● Required work
[1] In the forum thread on plywood for slingshots, how thick is the unlabeled marine grade plywood?
[2] From the forum thread on plywood for slingshots, reproduce word for word the part that opens with "A quick Google" and closes with "for my efforts.".
[3] Pick up the forum thread on plywood for slingshots after its final line and carry it on.

● Text excerpt
****************************************

# AraucoPly & Marine Grade Plywood



## jockotobling (Feb 7, 2016)

I have some 3/4" AraucoPly AC23/32 S2S and some unlabeled 1/4" marine grade plywood. These were left over from past home renovations.

The Arauco product is the second best grade that they make, and has a very nice smooth finish without flaws. The marine grade has a little rougher finish without flaws.

Would a laminate of these two plywoods be okay for slingshot material? If so, would there be any limitations on their use in slingshots?

Thanks


----------



## flipgun (Nov 14, 2012)

A quick Google leads me to say a definite yes.


----------



## jockotobling (Feb 7, 2016)

Thanks flip. I want to do some cutting and carving, but don't want to mess up nice wood, or not have something tangible to show for my efforts.


----------



## flipgun (Nov 14, 2012)

Please put those fears aside. I have worked for hours to make sawdust, blisters and really nice firewood. If you burn up wood and time? So what? My slingshot habit has never cost me as much as cigarettes did and beer does and never paid me as well as the compliments and advice of my Peers, (Which is freely given and invaluable).


----------



## WeldItWill (May 12, 2016)

flipgun said:


> Please put those fears aside. I have worked for hours to make sawdust, blisters and really nice firewood. If you burn up wood and time? So what? My slingshot habit has never cost me as much as cigarettes did and beer does and never paid me as well as the compliments and advice of my Peers, (Which is freely given and invaluable).

****************************************

● Material
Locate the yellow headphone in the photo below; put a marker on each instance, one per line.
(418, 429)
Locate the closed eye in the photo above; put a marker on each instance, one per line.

****************************************

● Outputs by task
[1] 1/4 inch.

[2]
A quick Google leads me to say a definite yes.


----------



## jockotobling (Feb 7, 2016)

Thanks flip. I want to do some cutting and carving, but don't want to mess up nice wood, or not have something tangible to show for my efforts.

[3]
As a fairly new enthusiast, I couldn't agree more with your post, flipgun. As a newbie to making slingshots, I've made several mistakes and have cut many frames that were better suited for kindling than an actual sling frame. As with most anything, the more you practice, the better you get. Even though my work is far from artful pieces, the compliments and advice are what helps drive me to do better or keep doing some of the same things just depending on the situation.


----------



## Ibojoe (Mar 13, 2016)

Go for it. Just make sure that the treated plywood is dry. Should work nicely.


----------



## jockotobling (Feb 7, 2016)

Thanks for the advice and encouragement. I will glue up some thicker laminate, and cut and carve away!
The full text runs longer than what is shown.